_RECORDED DATA:_
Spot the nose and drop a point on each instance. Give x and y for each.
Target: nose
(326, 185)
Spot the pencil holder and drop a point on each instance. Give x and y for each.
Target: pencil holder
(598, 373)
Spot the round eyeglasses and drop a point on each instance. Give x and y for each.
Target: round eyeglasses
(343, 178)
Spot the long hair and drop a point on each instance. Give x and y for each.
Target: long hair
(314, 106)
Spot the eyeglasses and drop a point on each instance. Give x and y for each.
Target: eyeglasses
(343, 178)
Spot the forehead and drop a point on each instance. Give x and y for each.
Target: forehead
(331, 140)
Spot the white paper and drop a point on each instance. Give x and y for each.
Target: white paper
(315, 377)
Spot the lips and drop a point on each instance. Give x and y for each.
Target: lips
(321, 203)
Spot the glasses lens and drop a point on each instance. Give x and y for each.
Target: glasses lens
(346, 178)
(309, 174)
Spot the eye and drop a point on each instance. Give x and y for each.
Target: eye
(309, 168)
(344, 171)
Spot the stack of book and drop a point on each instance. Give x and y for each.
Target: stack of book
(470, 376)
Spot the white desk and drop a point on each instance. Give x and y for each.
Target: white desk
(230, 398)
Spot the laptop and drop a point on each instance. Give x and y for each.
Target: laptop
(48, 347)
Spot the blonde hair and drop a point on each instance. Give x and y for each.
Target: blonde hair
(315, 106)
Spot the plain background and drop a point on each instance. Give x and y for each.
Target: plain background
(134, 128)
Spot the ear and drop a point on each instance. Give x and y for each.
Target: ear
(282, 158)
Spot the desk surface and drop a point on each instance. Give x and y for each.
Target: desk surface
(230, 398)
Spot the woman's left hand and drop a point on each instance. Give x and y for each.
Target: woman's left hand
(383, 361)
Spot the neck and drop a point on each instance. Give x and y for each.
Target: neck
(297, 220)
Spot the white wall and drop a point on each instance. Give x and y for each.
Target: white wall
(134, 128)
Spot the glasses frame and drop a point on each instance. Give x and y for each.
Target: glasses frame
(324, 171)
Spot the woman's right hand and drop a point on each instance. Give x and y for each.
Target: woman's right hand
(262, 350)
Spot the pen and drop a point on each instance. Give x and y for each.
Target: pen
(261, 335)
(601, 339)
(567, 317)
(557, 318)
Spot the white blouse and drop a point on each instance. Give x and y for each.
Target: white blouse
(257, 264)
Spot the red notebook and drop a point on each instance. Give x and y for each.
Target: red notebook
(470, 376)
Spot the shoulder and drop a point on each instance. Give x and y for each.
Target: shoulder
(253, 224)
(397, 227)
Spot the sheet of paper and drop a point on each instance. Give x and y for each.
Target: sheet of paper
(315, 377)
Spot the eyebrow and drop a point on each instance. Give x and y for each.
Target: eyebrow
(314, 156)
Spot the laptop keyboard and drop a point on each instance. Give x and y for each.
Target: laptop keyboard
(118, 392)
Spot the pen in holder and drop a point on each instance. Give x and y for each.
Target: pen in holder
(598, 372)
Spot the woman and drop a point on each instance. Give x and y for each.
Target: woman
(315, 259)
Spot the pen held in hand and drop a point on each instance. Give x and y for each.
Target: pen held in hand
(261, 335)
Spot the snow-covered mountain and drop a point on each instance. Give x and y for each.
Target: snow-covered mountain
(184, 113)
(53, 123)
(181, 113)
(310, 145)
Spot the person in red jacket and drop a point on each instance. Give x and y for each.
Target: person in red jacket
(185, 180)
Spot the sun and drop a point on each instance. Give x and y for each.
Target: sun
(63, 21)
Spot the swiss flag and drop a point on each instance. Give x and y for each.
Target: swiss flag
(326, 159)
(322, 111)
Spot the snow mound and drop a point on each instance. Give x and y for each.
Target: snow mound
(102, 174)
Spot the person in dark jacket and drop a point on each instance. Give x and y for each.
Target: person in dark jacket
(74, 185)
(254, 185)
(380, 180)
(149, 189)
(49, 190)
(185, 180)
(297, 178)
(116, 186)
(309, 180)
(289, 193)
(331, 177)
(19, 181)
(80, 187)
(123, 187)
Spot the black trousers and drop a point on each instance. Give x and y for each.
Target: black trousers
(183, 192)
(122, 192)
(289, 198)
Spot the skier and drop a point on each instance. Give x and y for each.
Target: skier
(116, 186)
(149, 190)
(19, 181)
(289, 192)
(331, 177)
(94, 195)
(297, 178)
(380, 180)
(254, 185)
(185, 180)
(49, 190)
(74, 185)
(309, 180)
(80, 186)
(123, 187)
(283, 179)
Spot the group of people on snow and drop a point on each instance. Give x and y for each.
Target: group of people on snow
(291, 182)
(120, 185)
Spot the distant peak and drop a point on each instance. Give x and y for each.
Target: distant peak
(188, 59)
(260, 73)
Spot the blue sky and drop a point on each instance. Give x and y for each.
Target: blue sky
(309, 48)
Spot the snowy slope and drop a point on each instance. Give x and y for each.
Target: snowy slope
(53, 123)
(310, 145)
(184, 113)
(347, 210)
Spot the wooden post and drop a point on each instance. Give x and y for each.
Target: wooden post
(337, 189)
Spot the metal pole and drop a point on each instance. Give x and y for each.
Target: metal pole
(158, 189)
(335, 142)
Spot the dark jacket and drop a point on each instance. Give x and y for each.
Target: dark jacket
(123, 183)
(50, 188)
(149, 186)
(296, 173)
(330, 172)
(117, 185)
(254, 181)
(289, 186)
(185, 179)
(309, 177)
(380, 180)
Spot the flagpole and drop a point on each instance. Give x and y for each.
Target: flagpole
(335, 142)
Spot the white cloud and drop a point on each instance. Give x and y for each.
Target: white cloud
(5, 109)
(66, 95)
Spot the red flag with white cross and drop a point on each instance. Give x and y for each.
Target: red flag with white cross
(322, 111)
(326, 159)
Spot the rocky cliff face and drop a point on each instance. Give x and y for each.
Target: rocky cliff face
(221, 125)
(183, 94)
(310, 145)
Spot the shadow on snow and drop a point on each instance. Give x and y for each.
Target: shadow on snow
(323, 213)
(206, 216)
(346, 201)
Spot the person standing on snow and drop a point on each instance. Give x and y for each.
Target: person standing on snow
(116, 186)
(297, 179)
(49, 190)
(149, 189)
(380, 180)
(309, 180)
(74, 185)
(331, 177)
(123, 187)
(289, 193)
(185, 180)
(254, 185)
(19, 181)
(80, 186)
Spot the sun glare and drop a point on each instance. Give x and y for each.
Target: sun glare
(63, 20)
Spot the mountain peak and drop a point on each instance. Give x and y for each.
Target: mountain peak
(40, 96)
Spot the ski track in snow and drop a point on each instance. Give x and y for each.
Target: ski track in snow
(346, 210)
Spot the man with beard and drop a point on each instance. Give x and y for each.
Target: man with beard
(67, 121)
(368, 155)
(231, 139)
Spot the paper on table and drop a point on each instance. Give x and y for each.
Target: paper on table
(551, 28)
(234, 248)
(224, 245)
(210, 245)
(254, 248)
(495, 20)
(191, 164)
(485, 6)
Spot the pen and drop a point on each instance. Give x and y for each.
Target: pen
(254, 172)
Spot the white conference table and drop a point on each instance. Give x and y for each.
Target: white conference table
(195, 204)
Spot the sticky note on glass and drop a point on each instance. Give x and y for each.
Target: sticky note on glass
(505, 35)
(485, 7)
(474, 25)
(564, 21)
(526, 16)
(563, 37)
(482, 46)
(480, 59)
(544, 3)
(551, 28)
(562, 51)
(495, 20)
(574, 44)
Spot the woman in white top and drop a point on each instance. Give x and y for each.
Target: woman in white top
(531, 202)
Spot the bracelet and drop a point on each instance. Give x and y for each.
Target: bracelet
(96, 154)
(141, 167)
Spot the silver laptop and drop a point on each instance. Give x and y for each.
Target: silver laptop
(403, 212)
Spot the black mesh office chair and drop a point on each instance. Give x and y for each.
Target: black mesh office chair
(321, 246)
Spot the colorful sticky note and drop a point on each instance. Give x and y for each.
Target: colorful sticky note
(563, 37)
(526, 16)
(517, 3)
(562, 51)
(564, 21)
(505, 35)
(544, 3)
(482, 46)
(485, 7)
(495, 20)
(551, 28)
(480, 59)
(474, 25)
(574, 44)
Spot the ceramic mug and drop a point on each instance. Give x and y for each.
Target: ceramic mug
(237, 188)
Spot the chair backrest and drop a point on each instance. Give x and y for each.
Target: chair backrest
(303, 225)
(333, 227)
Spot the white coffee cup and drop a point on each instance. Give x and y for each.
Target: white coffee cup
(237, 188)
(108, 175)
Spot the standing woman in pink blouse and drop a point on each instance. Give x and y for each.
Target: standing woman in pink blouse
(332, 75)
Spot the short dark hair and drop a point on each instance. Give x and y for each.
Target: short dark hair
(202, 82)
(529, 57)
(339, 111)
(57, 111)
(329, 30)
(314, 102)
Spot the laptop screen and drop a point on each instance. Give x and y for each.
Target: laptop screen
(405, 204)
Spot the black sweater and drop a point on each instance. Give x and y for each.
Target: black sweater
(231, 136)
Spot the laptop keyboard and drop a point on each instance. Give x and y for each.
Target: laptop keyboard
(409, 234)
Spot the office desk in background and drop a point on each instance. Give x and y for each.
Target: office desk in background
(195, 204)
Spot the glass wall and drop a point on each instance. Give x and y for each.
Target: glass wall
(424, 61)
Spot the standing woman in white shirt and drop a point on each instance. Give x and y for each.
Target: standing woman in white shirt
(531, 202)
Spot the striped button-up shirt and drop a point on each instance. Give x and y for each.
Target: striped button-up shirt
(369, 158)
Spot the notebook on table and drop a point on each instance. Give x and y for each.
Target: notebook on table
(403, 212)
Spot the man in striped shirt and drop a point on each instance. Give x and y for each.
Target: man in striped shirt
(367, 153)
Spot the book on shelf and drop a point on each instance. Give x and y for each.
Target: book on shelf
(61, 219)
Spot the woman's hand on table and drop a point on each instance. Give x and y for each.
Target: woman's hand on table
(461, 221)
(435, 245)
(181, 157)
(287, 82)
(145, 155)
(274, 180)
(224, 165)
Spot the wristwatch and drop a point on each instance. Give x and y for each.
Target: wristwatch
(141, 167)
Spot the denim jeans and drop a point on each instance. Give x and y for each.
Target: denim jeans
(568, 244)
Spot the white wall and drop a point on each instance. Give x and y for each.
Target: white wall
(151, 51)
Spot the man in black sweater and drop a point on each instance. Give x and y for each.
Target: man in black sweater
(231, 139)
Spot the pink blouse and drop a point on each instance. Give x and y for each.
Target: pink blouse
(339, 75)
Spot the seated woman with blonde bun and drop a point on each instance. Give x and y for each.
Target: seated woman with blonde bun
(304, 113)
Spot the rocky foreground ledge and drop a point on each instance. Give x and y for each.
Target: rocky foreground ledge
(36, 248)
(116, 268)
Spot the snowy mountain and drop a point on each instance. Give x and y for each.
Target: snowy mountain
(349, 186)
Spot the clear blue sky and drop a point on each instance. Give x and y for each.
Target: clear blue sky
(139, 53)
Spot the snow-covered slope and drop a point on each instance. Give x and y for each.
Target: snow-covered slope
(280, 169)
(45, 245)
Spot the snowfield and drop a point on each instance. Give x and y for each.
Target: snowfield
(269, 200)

_TASK STATEMENT:_ For this exercise, output exactly the lines above from the line with "Target: metal pole" to the line with "Spot the paper", counting both, and leave out the rest.

_RESPONSE TO THIS TASK:_
Target: metal pole
(158, 189)
(335, 142)
Spot the dark jacket and drop a point on each instance. Give x and y for each.
Target: dark jacket
(123, 183)
(50, 188)
(149, 186)
(296, 173)
(330, 172)
(117, 185)
(254, 181)
(289, 186)
(185, 179)
(309, 177)
(380, 180)
Spot the flagpole and drop a point on each instance. Give x and y for each.
Target: flagpole
(335, 142)
Spot the white cloud and drop a point on each instance. Give x and y for each.
Target: white cloud
(5, 109)
(66, 95)
Spot the red flag with white cross and drop a point on each instance. Give x and y for each.
Target: red flag with white cross
(322, 111)
(326, 159)
Spot the rocky cliff face and drop a point on each instance. Give x and y for each.
Target: rocky cliff face
(221, 125)
(183, 94)
(310, 145)
Spot the shadow on snow and drop a point on each instance. Give x and y for each.
Target: shadow on snow
(323, 213)
(206, 216)
(346, 201)
Spot the person standing on snow and drop a point on each instance. Give x and y for each.
Target: person standing on snow
(116, 186)
(297, 179)
(49, 190)
(149, 189)
(380, 180)
(309, 180)
(74, 185)
(331, 177)
(123, 187)
(289, 193)
(185, 180)
(254, 185)
(19, 181)
(80, 186)
Spot the sun glare and drop a point on each instance. Give x and y for each.
Target: sun glare
(63, 20)
Spot the mountain peak and drop a point on each instance. Give x and y for each.
Target: mountain peak
(40, 96)
Spot the ski track in snow and drop a point on each instance. Give x and y for each.
Target: ski track in snow
(346, 210)
Spot the man with beard and drop a point on each instance. Give x and y for each.
Target: man with beard
(67, 121)
(368, 155)
(231, 139)
Spot the paper on table and drop a point on each instance. Give x and y for each.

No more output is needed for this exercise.